WORK TASK A: Name every individual referred to by name in the WWII history post, giving each one's rank or role as the post states it.
WORK TASK B: Duplicate a passage of the WWII history post character for character, beginning at the words "Admiral Morin on" and stopping after "Bushido, page 238.".
WORK TASK C: Pick up the WWII history post after its last sentence and write what comes next.

TEXT SEGMENT:
◇ ◇ ◇

Monday, September 16, 2013

A short and disgusting digression into WWII history

Admiral Morin on his way back from the first party given by 307 Battalion, at which human flesh was served and eaten, discussed the matter with Major Matoba, and asked him whether he would be so kind as to bring along a little liver next time an eneny pilot was executed by 308 Battalion, which was under Matoba's command.  It was, doubtless, pursuant to the admiral's request that Cadet Sakabe, in the Battalion Order quoted above, had been instructed to remove the liver from Flight-Lieutenant Hall's body after execution, although in fact it was removed by a medical officer named Teraki, as Sakabe was not sufficiently experienced.
The Knights of Bushido, page 238.

In another diary, kept by a member of the Fujita Force, the following entries appeared:
  13 Feb.  For security reasons, all inhabitants of the town were killed and all their                           possessions confiscated.

◇ ◇ ◇

DATA PROVIDED:
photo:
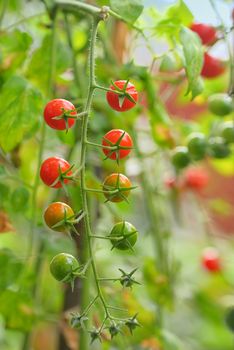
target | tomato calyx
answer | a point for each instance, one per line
(114, 329)
(115, 147)
(95, 334)
(132, 323)
(70, 221)
(112, 191)
(127, 280)
(68, 114)
(122, 92)
(77, 320)
(63, 175)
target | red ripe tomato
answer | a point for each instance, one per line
(170, 182)
(56, 108)
(212, 67)
(118, 182)
(211, 260)
(117, 137)
(196, 179)
(120, 102)
(50, 171)
(206, 32)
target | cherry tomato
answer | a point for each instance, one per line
(180, 157)
(227, 131)
(211, 260)
(50, 171)
(117, 137)
(197, 145)
(220, 104)
(63, 266)
(56, 108)
(212, 67)
(218, 148)
(196, 178)
(206, 32)
(57, 212)
(128, 234)
(118, 182)
(119, 102)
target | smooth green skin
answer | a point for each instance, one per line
(219, 148)
(227, 131)
(220, 104)
(125, 229)
(197, 145)
(180, 157)
(62, 267)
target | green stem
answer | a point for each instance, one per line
(229, 47)
(78, 6)
(88, 251)
(3, 10)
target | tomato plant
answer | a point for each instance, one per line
(212, 67)
(60, 108)
(123, 236)
(220, 104)
(206, 32)
(58, 216)
(116, 187)
(55, 171)
(125, 96)
(120, 139)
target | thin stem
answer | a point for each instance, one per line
(78, 6)
(88, 253)
(3, 10)
(229, 47)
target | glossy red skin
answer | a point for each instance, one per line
(113, 136)
(113, 98)
(54, 109)
(50, 171)
(211, 261)
(170, 182)
(55, 212)
(207, 33)
(111, 181)
(196, 179)
(212, 67)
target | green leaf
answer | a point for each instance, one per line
(169, 23)
(10, 268)
(14, 47)
(20, 111)
(193, 54)
(41, 62)
(129, 10)
(19, 199)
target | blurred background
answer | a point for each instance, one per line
(185, 297)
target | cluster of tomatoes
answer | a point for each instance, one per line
(56, 172)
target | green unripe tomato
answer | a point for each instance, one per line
(127, 234)
(220, 104)
(63, 267)
(197, 145)
(227, 131)
(218, 148)
(180, 157)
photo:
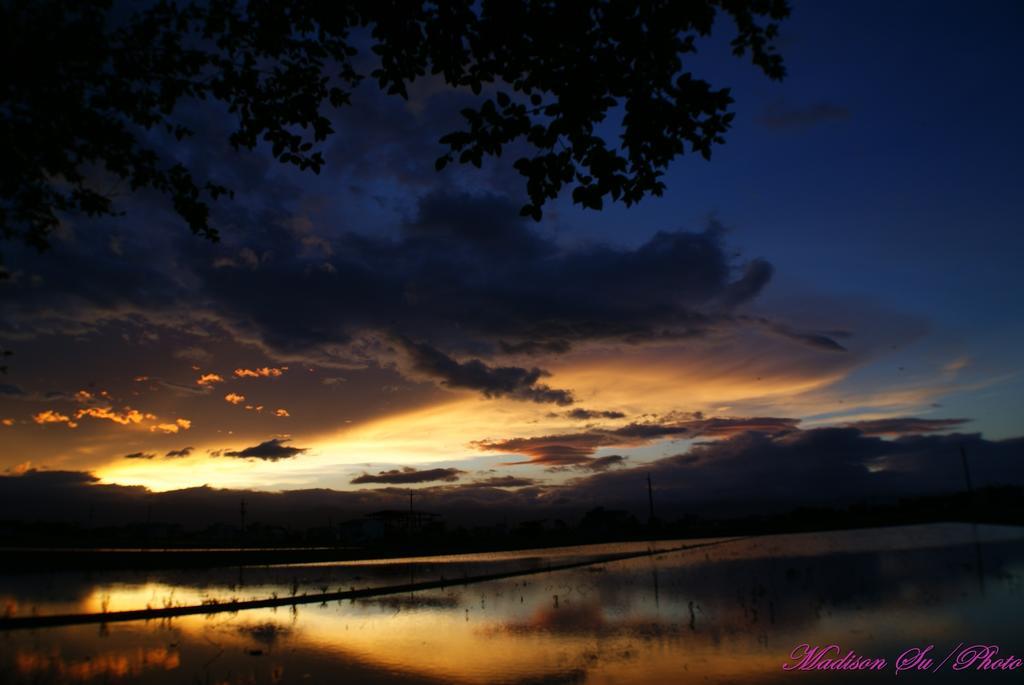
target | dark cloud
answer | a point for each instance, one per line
(586, 415)
(409, 475)
(511, 382)
(505, 481)
(11, 390)
(781, 115)
(824, 466)
(750, 472)
(569, 448)
(269, 451)
(464, 274)
(605, 463)
(140, 455)
(906, 425)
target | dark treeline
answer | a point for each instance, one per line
(397, 532)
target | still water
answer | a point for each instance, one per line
(730, 611)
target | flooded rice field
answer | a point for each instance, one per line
(730, 610)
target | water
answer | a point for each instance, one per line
(727, 612)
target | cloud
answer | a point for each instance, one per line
(605, 463)
(178, 425)
(126, 418)
(822, 466)
(410, 475)
(905, 425)
(269, 451)
(586, 415)
(780, 115)
(264, 372)
(11, 390)
(50, 416)
(465, 274)
(745, 473)
(506, 481)
(512, 382)
(570, 448)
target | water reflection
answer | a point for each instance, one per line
(730, 612)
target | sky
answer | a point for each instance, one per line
(829, 307)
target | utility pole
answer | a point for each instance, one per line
(967, 471)
(650, 502)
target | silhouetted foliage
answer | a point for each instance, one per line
(89, 83)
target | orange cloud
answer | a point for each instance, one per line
(129, 416)
(49, 416)
(264, 372)
(178, 425)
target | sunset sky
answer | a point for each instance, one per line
(816, 307)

◇ ◇ ◇

EXERCISE OUTPUT A: Admiral Morin; Major Matoba; Cadet Sakabe; Flight-Lieutenant Hall; Teraki, a medical officer

EXERCISE OUTPUT B:
Admiral Morin on his way back from the first party given by 307 Battalion, at which human flesh was served and eaten, discussed the matter with Major Matoba, and asked him whether he would be so kind as to bring along a little liver next time an eneny pilot was executed by 308 Battalion, which was under Matoba's command.  It was, doubtless, pursuant to the admiral's request that Cadet Sakabe, in the Battalion Order quoted above, had been instructed to remove the liver from Flight-Lieutenant Hall's body after execution, although in fact it was removed by a medical officer named Teraki, as Sakabe was not sufficiently experienced.
The Knights of Bushido, page 238.

EXERCISE OUTPUT C:
  17 Feb.  Because 90% of the Filipinos are not pro-Japanese, Army Headquarters                            issued orders on 10th inst. to punish them.  In various sectors we have killed                     several thousands (including young, old, men and women and Chinese). Their                   homes have been burned and their valuables confiscated.
Page 259

Not a book to read if you get queasy easily

1 comment:

AndyN said...

Have you read Flyboys: A True Story of Courage by James Bradley (the author of Flags of our Fathers)? Some of the same issues are raised.

I don't think it's much of a spoiler to mention that when George H.W. Bush was shot down in WWII he narrowly missed landing on a Japanese controlled island where these types of atrocities were taking place. If he'd bailed out over Chichi Jima instead of waiting until he was over the Pacific where he was rescued by a US submarine, it would have literally changed the history of the late 20th century - no Senator Bush, no CIA Director Bush, no President Bush 41 or 43. All because of a conscious decision to remain with a crippled aircraft a few moments longer.